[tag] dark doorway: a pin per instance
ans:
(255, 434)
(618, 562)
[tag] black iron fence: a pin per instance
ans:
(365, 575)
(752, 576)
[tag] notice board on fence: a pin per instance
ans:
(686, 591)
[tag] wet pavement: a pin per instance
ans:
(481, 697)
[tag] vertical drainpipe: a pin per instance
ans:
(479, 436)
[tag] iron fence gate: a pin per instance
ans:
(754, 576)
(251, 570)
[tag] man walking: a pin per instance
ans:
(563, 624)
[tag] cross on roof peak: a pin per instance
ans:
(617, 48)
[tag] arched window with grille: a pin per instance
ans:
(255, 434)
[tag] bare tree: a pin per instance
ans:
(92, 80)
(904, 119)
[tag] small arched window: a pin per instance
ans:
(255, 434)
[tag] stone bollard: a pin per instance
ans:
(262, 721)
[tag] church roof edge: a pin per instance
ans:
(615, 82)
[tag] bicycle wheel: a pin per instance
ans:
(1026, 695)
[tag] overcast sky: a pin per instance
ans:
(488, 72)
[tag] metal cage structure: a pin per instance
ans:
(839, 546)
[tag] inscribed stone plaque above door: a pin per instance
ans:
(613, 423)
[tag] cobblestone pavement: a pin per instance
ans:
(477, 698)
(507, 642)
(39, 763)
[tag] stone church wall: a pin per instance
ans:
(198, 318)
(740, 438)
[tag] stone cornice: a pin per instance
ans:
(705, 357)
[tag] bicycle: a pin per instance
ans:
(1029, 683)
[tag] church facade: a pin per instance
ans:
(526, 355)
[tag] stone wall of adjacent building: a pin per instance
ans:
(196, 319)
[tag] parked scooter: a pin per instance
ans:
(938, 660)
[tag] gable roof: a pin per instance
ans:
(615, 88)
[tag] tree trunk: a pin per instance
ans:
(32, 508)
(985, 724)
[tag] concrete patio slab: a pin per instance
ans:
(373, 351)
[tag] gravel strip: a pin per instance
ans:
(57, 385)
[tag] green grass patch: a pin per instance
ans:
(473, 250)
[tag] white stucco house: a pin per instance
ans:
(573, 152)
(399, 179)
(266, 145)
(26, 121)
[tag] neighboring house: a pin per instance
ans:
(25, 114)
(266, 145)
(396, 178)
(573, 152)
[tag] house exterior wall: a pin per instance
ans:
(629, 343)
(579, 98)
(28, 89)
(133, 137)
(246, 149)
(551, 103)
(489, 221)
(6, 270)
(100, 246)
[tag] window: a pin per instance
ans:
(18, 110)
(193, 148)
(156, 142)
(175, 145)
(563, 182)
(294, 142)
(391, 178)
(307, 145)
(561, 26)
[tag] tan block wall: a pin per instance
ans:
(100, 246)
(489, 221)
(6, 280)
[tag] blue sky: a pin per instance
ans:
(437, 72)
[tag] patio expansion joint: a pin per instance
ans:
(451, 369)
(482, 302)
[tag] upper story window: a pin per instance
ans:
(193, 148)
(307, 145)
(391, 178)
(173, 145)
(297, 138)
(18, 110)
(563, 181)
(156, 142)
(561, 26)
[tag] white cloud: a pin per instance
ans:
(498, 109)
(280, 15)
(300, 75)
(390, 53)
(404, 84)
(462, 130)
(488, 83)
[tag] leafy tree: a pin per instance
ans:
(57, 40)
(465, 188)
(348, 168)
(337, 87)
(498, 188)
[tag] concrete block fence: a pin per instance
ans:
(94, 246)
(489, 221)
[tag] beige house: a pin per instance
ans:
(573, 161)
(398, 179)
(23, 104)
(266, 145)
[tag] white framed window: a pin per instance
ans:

══════════

Required task | Turn all of the data above into a numbered list, one line per item, and leave out any blank lines.

Result of this exercise |
1. [tag] dark doorway: a pin per instance
2. ans:
3. (255, 434)
4. (618, 562)
5. [tag] black iron fence: a pin per instance
6. ans:
7. (365, 575)
8. (752, 576)
9. [tag] notice board on fence: a pin per instance
10. ans:
11. (686, 591)
12. [tag] wet pavement: a pin per instance
13. ans:
14. (481, 697)
15. [tag] vertical drainpipe: a pin per instance
16. ans:
17. (479, 436)
18. [tag] iron fence gate: a pin per instance
19. ans:
20. (754, 576)
21. (251, 570)
22. [tag] man walking: a pin per instance
23. ans:
24. (563, 624)
25. [tag] cross on roof peak: a pin per instance
26. ans:
27. (617, 48)
28. [tag] arched window with grille: a pin per instance
29. ans:
30. (255, 434)
31. [tag] bare tree: a pin per instance
32. ans:
33. (92, 80)
34. (904, 119)
35. [tag] small arched window: a pin per instance
36. ans:
37. (255, 434)
38. [tag] stone bollard: a pin per instance
39. ans:
40. (262, 721)
41. [tag] church roof edge: a pin per instance
42. ans:
43. (615, 82)
44. [tag] bicycle wheel: a pin per instance
45. ans:
46. (1026, 695)
47. [tag] overcast sky: a pin per instance
48. ans:
49. (488, 72)
50. [tag] metal cage structure: a pin per instance
51. ans:
52. (839, 546)
53. [tag] inscribed stone plaque above door: a pin per instance
54. ans:
55. (613, 423)
56. [tag] cobblestone pavement: a pin per instance
57. ans:
58. (477, 698)
59. (507, 642)
60. (39, 763)
61. [tag] stone church wall: a pin per instance
62. ans:
63. (198, 318)
64. (740, 438)
65. [tag] stone cornice: a pin per instance
66. ans:
67. (705, 357)
68. [tag] bicycle: a pin per instance
69. ans:
70. (1029, 683)
71. [tag] church facade: a pin per instance
72. ans:
73. (526, 355)
74. [tag] stone wall of adjacent building: a pin per instance
75. ans:
76. (196, 319)
77. [tag] parked scooter: a pin per instance
78. ans:
79. (938, 660)
80. [tag] gable roof: a pin per instance
81. ans:
82. (615, 88)
83. [tag] tree trunk: a pin per instance
84. ans:
85. (32, 508)
86. (985, 724)
87. [tag] concrete patio slab: a pin per instance
88. ans:
89. (373, 351)
90. [tag] gravel strip: a pin per instance
91. ans:
92. (57, 385)
93. [tag] green grass patch: a pin per instance
94. ans:
95. (473, 250)
96. [tag] white stucco house: a pin per instance
97. ans:
98. (573, 152)
99. (399, 179)
100. (266, 145)
101. (26, 121)
102. [tag] neighboring house: a pin per instance
103. ans:
104. (25, 114)
105. (266, 145)
106. (396, 178)
107. (573, 152)
108. [tag] house exterior wall: a pin per instance
109. ans:
110. (629, 343)
111. (579, 98)
112. (28, 89)
113. (133, 137)
114. (246, 149)
115. (551, 103)
116. (489, 221)
117. (6, 270)
118. (100, 246)
119. [tag] window: a pin per instance
120. ans:
121. (18, 110)
122. (193, 148)
123. (156, 142)
124. (175, 145)
125. (563, 182)
126. (294, 142)
127. (391, 178)
128. (307, 145)
129. (561, 26)
130. [tag] tan block wall: a pin per instance
131. ans:
132. (100, 246)
133. (489, 221)
134. (6, 280)
135. [tag] blue sky: a pin per instance
136. ans:
137. (437, 72)
138. [tag] patio expansion joint: a pin per instance
139. ans:
140. (451, 369)
141. (482, 302)
142. [tag] upper story window: a pin per instance
143. ans:
144. (193, 148)
145. (307, 145)
146. (391, 178)
147. (173, 145)
148. (297, 138)
149. (18, 110)
150. (563, 181)
151. (156, 142)
152. (561, 26)
153. [tag] white cloud: a pin per instance
154. ans:
155. (498, 109)
156. (280, 15)
157. (300, 75)
158. (390, 53)
159. (404, 84)
160. (462, 130)
161. (488, 83)
162. [tag] leafy tree: a pin per instance
163. ans:
164. (57, 40)
165. (465, 188)
166. (348, 168)
167. (337, 87)
168. (498, 188)
169. [tag] concrete block fence: a pin per instance
170. ans:
171. (94, 246)
172. (489, 221)
173. [tag] beige house: a pin per instance
174. ans:
175. (573, 161)
176. (398, 179)
177. (23, 104)
178. (266, 145)
179. [tag] white framed window: a pin per instance
180. ans:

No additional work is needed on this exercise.